** INSTRUCTION **
Copy every line in the entries below that contains the word "wooden". Case counts.

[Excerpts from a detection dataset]
____________________
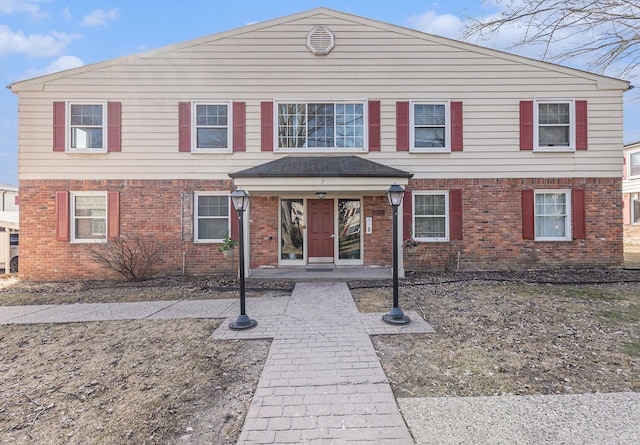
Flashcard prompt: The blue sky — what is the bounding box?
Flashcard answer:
[0,0,640,185]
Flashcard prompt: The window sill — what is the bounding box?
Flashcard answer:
[409,148,451,153]
[533,147,576,153]
[273,147,369,153]
[191,148,233,155]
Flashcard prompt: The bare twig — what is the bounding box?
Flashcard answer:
[24,394,54,440]
[462,0,640,75]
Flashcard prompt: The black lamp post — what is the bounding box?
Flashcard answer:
[382,184,411,324]
[229,190,258,331]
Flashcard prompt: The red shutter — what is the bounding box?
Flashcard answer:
[178,102,191,153]
[56,192,69,241]
[233,102,246,152]
[53,102,66,151]
[576,100,588,150]
[520,100,533,150]
[229,198,240,240]
[571,189,587,239]
[449,190,462,240]
[402,189,413,239]
[260,102,273,151]
[451,102,462,151]
[107,102,122,151]
[396,102,409,151]
[369,100,380,151]
[107,192,120,239]
[522,190,536,239]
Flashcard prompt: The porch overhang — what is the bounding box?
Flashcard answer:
[229,156,413,195]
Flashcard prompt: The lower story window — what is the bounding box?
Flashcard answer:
[194,193,230,243]
[71,192,107,242]
[413,191,449,241]
[535,190,571,241]
[631,193,640,224]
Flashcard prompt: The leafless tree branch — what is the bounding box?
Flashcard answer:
[462,0,640,75]
[87,238,166,281]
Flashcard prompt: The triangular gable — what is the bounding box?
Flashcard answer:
[9,7,629,93]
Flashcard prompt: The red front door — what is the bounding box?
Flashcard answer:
[307,199,334,263]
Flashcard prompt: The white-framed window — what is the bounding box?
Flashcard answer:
[71,192,107,243]
[410,101,451,152]
[631,193,640,224]
[627,150,640,178]
[275,101,367,151]
[66,101,108,153]
[411,190,449,242]
[534,190,571,241]
[533,100,576,151]
[194,192,231,243]
[192,102,233,152]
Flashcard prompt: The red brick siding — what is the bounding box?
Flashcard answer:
[249,196,279,268]
[362,196,392,267]
[20,178,623,281]
[20,180,237,281]
[405,178,623,270]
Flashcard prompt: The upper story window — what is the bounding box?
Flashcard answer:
[411,102,451,151]
[192,102,232,152]
[194,192,231,243]
[412,191,449,241]
[534,101,575,150]
[534,190,571,241]
[630,193,640,224]
[628,151,640,178]
[277,101,366,151]
[67,102,107,152]
[71,192,107,242]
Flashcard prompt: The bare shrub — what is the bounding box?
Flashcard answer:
[87,237,167,281]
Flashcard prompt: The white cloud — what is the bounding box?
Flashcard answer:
[82,9,120,26]
[0,25,79,57]
[407,11,464,38]
[0,0,49,20]
[24,56,84,79]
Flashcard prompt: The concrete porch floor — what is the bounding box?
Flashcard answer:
[247,264,392,281]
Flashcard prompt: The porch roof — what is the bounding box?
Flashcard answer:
[229,156,413,194]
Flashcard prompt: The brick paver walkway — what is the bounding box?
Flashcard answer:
[213,283,433,444]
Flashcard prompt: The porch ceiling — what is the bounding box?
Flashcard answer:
[229,156,413,194]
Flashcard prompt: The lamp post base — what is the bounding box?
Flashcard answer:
[229,315,258,331]
[382,307,411,324]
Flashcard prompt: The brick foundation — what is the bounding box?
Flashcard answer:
[20,178,623,281]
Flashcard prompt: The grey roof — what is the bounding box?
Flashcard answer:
[229,156,413,179]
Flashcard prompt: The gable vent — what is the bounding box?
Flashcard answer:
[307,26,335,55]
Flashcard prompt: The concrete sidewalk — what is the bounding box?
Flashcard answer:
[213,283,434,444]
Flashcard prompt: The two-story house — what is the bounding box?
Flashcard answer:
[622,142,640,244]
[11,8,629,280]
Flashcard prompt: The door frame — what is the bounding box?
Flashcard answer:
[277,193,365,267]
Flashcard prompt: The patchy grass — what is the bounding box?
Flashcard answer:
[0,319,269,444]
[353,282,640,397]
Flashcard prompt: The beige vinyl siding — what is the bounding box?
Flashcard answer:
[16,14,622,180]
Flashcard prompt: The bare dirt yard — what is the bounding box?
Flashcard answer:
[0,270,640,444]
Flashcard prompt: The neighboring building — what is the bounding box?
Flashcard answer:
[0,184,20,213]
[622,142,640,244]
[0,184,20,273]
[11,8,629,280]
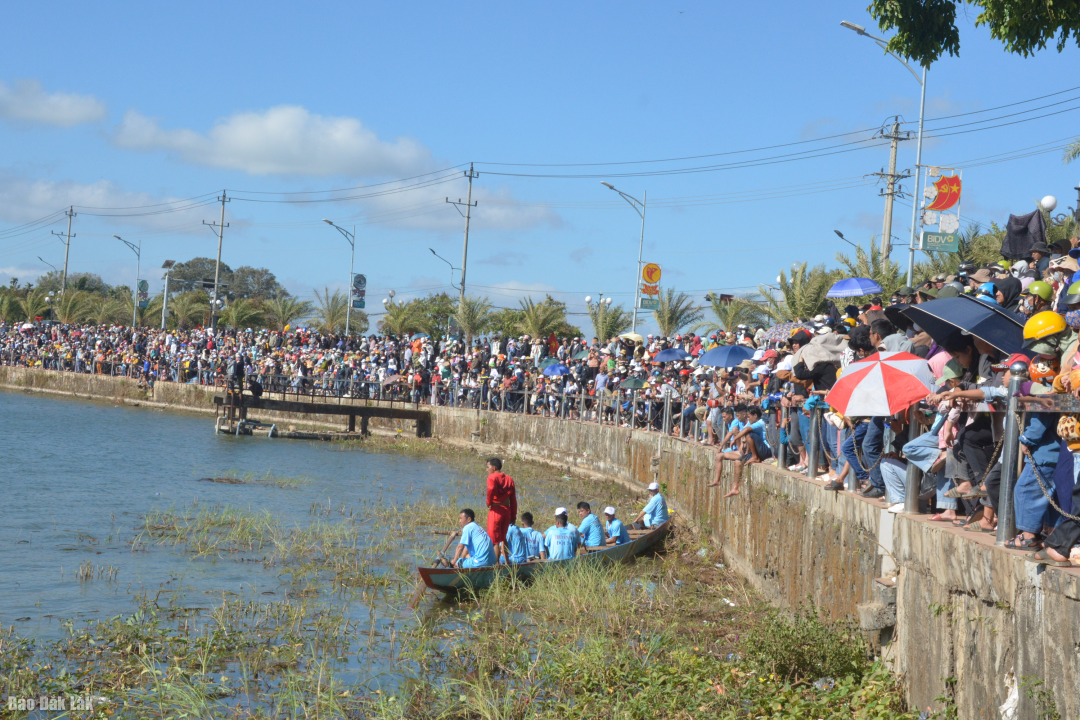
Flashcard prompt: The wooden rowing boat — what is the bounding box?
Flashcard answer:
[417,519,672,593]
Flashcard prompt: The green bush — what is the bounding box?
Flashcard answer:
[740,603,869,682]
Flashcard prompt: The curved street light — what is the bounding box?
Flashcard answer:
[840,21,927,286]
[600,180,649,332]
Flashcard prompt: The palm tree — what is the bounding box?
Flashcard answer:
[221,298,262,330]
[589,302,633,342]
[0,293,24,323]
[168,290,210,330]
[382,300,420,336]
[517,296,566,338]
[19,290,49,322]
[453,295,491,348]
[122,293,165,327]
[652,287,704,338]
[86,295,124,325]
[692,293,765,334]
[757,262,832,323]
[53,290,89,325]
[262,297,312,332]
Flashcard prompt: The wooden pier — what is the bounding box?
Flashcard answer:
[214,391,431,437]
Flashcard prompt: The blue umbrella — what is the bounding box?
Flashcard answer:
[825,277,881,298]
[902,295,1024,355]
[652,348,690,363]
[698,345,754,367]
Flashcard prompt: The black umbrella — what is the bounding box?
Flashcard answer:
[903,295,1024,355]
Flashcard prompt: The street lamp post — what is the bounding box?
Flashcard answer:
[112,235,143,332]
[323,218,356,336]
[600,180,649,332]
[161,260,176,330]
[840,21,927,286]
[585,293,611,344]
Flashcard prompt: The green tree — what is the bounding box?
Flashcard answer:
[0,293,25,323]
[380,300,421,337]
[168,290,210,330]
[589,302,634,342]
[262,297,313,332]
[19,290,49,321]
[692,293,766,335]
[228,266,288,300]
[408,293,458,338]
[516,296,566,338]
[454,296,491,347]
[757,262,832,323]
[86,295,124,325]
[53,289,90,325]
[221,298,262,330]
[828,240,907,304]
[652,287,704,338]
[867,0,1080,67]
[168,258,232,296]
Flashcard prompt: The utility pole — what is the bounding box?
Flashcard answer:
[446,163,480,302]
[53,205,76,295]
[203,190,229,331]
[874,116,912,271]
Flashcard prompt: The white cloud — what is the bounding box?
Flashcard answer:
[0,80,105,127]
[0,172,205,229]
[112,105,434,177]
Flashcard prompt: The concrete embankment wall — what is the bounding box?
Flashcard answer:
[0,367,1080,720]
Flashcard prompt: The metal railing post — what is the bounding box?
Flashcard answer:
[777,390,791,470]
[904,404,922,513]
[995,363,1019,545]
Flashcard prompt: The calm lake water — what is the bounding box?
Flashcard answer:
[0,393,548,695]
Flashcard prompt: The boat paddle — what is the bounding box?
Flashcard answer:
[408,530,458,609]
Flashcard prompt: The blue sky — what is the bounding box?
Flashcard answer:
[0,0,1080,334]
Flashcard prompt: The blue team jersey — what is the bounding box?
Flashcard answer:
[522,528,543,557]
[543,525,581,560]
[578,513,604,547]
[458,522,495,568]
[507,525,529,562]
[643,492,667,528]
[608,518,630,545]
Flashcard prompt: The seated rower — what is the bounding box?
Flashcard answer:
[501,520,529,565]
[604,505,630,545]
[578,501,604,547]
[631,483,667,530]
[451,507,496,568]
[540,507,581,560]
[522,513,543,560]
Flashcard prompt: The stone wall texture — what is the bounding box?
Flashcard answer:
[0,367,1080,720]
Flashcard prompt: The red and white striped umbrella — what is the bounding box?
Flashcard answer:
[825,352,934,418]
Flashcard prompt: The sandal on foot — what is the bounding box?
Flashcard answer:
[1027,547,1072,568]
[1005,535,1042,551]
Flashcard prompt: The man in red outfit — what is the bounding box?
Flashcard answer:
[487,458,517,561]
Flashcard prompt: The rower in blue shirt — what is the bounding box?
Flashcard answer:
[522,513,543,559]
[502,520,529,565]
[578,501,604,547]
[540,507,581,560]
[454,507,496,568]
[632,483,667,530]
[604,505,630,545]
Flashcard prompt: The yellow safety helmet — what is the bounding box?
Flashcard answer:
[1024,310,1068,340]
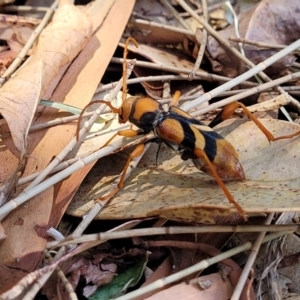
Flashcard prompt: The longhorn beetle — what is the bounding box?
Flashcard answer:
[79,37,300,217]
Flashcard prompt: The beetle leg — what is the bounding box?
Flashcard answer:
[101,129,143,148]
[169,91,181,106]
[194,149,246,219]
[209,102,300,142]
[97,144,145,201]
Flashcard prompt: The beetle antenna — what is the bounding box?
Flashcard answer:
[122,37,139,103]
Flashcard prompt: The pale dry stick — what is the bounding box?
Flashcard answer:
[16,61,134,193]
[0,244,90,300]
[56,267,78,300]
[0,134,130,220]
[0,131,154,192]
[229,36,286,50]
[189,0,208,80]
[176,0,300,111]
[111,57,257,88]
[230,212,275,300]
[72,144,150,237]
[47,225,300,249]
[224,0,244,56]
[0,109,111,139]
[235,94,290,114]
[179,0,222,17]
[0,0,59,86]
[95,75,202,96]
[0,14,41,28]
[0,130,150,220]
[128,19,195,37]
[23,218,142,300]
[1,5,49,12]
[43,250,78,300]
[191,71,300,116]
[160,0,190,30]
[115,232,291,300]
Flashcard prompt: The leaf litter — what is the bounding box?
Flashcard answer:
[0,1,299,299]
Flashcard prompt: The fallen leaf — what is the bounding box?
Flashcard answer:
[207,0,300,78]
[146,273,233,300]
[0,0,92,151]
[67,120,300,223]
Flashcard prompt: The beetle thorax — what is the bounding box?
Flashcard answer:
[129,97,165,132]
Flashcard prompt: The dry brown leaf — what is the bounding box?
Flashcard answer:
[146,273,233,300]
[207,0,300,77]
[0,0,134,294]
[68,120,300,223]
[0,0,92,151]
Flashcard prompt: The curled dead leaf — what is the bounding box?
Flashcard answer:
[0,4,92,151]
[68,120,300,223]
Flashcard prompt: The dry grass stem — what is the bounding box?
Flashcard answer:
[160,0,190,30]
[176,0,300,111]
[116,232,289,300]
[0,0,59,86]
[231,213,275,300]
[189,0,208,80]
[111,57,257,87]
[47,225,300,249]
[191,72,300,116]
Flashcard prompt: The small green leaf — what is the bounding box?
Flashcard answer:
[88,255,148,300]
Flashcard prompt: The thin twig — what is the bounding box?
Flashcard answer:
[111,57,257,87]
[189,0,208,80]
[231,212,275,300]
[47,225,300,249]
[0,0,59,85]
[176,0,300,111]
[191,72,300,116]
[229,36,286,50]
[160,0,190,29]
[116,232,289,300]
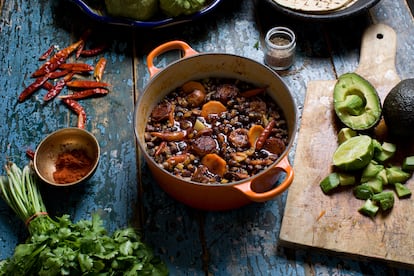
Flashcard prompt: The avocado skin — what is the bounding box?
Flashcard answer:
[333,73,382,130]
[383,79,414,138]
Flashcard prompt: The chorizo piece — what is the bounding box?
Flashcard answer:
[191,135,217,156]
[229,128,249,148]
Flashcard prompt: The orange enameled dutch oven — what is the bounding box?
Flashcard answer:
[135,41,298,211]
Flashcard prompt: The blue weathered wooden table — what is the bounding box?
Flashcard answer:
[0,0,414,275]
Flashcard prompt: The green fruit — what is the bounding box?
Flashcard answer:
[332,135,374,171]
[383,79,414,138]
[334,73,381,130]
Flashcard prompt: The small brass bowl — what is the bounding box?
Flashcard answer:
[34,128,100,186]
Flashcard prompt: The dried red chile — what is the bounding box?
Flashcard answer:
[145,78,289,183]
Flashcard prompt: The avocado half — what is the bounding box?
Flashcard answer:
[333,73,382,130]
[383,79,414,138]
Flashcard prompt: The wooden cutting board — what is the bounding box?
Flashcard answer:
[280,24,414,265]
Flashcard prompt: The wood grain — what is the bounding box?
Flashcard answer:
[280,24,414,265]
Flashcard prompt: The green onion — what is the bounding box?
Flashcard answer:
[0,162,168,276]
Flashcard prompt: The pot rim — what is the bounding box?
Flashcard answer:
[134,49,299,187]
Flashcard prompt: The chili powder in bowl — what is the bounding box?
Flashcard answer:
[34,128,100,186]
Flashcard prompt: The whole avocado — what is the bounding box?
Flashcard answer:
[383,79,414,138]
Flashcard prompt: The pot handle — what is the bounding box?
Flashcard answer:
[147,40,198,77]
[233,155,294,202]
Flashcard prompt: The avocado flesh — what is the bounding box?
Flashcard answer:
[334,73,381,130]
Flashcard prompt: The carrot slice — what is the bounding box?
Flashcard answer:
[247,125,264,147]
[200,101,227,118]
[181,81,206,94]
[201,153,227,177]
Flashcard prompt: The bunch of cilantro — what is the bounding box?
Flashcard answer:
[0,162,168,276]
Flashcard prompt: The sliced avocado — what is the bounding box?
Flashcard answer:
[333,73,382,130]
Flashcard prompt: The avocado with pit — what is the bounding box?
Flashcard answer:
[333,73,382,130]
[383,79,414,138]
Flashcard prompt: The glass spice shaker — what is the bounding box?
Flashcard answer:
[264,27,296,70]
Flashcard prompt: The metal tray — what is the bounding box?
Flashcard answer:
[263,0,380,21]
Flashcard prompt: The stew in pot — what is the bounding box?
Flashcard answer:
[145,78,289,183]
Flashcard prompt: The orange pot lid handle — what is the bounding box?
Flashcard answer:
[147,40,198,77]
[233,155,294,202]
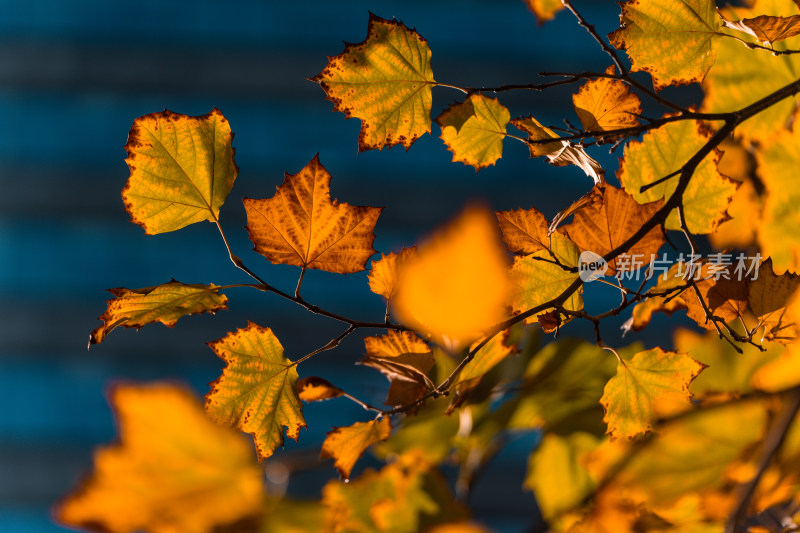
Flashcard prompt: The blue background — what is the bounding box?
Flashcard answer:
[0,0,692,532]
____________________
** TASK SOLUTION **
Flashcard prompt: The wooden rowing boat — what is the bounding box?
Flashcard prompt: The wooden pier — what is the bounding box?
Flashcard prompt: The blue weathered wooden table — what is the bounding box?
Flashcard prompt: The wooden cutting board — what is the bounding box?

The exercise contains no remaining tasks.